→ WHAT NEEDS TO BE DONE
Write out exactly the lines from the one containing "149L76 155L90 154L91" through the last line of the records below, and no others.

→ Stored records
####
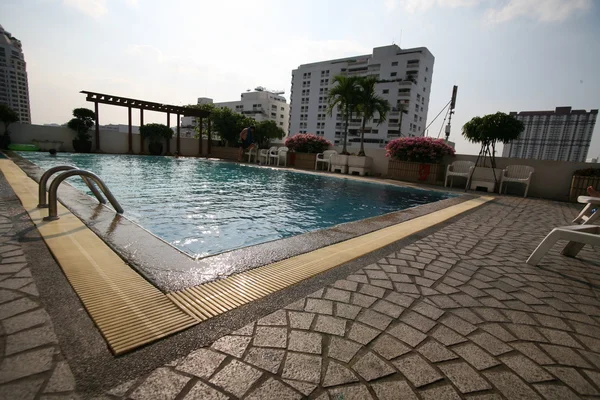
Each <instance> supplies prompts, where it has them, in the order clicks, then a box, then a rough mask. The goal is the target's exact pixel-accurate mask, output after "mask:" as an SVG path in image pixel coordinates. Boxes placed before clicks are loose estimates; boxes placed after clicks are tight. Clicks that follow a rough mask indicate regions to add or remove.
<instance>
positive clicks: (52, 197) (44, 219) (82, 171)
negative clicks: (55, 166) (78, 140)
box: [44, 169, 123, 221]
mask: <svg viewBox="0 0 600 400" xmlns="http://www.w3.org/2000/svg"><path fill="white" fill-rule="evenodd" d="M75 175H80V176H83V177H86V178H90V179H91V180H93V181H94V182H95V183H96V185H98V187H99V188H100V189H101V190H102V192H103V193H104V195H105V196H106V198H107V199H108V201H110V204H112V206H113V207H114V209H115V211H116V212H117V213H119V214H122V213H123V207H121V205H120V204H119V202H118V201H117V199H115V196H113V194H112V193H111V191H110V190H109V189H108V187H107V186H106V185H105V184H104V182H103V181H102V179H100V177H99V176H98V175H96V174H94V173H92V172H90V171H84V170H81V169H75V170H71V171H67V172H63V173H62V174H60V175H59V176H57V177H56V178H55V179H54V180H53V181H52V184H51V185H50V189H49V190H48V216H47V217H44V221H54V220H57V219H58V218H59V217H58V199H57V192H58V186H59V185H60V184H61V183H62V182H63V181H64V180H65V179H67V178H69V177H71V176H75Z"/></svg>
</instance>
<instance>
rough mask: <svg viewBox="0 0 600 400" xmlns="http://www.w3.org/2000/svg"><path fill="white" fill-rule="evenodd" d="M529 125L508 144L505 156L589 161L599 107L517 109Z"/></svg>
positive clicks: (513, 115)
mask: <svg viewBox="0 0 600 400" xmlns="http://www.w3.org/2000/svg"><path fill="white" fill-rule="evenodd" d="M510 115H512V116H514V117H515V118H517V119H518V120H520V121H521V122H523V124H524V125H525V130H524V131H523V132H522V133H521V135H519V138H518V139H517V140H513V141H512V142H510V143H508V144H506V145H504V149H503V150H502V157H512V158H529V159H535V160H554V161H579V162H585V160H586V158H587V153H588V150H589V148H590V142H591V141H592V134H593V132H594V126H595V125H596V117H597V116H598V110H590V111H585V110H572V109H571V107H556V109H555V110H554V111H521V112H516V111H513V112H511V113H510Z"/></svg>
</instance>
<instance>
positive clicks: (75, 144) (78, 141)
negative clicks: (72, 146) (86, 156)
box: [73, 139, 92, 153]
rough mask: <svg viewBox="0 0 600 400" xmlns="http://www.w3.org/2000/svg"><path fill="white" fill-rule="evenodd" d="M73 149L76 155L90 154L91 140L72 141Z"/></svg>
mask: <svg viewBox="0 0 600 400" xmlns="http://www.w3.org/2000/svg"><path fill="white" fill-rule="evenodd" d="M73 149H74V150H75V152H76V153H90V152H91V151H92V142H91V140H77V139H74V140H73Z"/></svg>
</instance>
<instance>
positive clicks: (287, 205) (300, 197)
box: [19, 152, 452, 256]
####
→ ANSWER BOX
rough mask: <svg viewBox="0 0 600 400" xmlns="http://www.w3.org/2000/svg"><path fill="white" fill-rule="evenodd" d="M73 149L76 155L90 154L91 140L72 141Z"/></svg>
mask: <svg viewBox="0 0 600 400" xmlns="http://www.w3.org/2000/svg"><path fill="white" fill-rule="evenodd" d="M73 149H74V150H75V152H76V153H90V152H91V151H92V142H91V140H77V139H74V140H73Z"/></svg>
</instance>
<instance>
positive clicks: (287, 205) (300, 197)
box: [19, 152, 452, 256]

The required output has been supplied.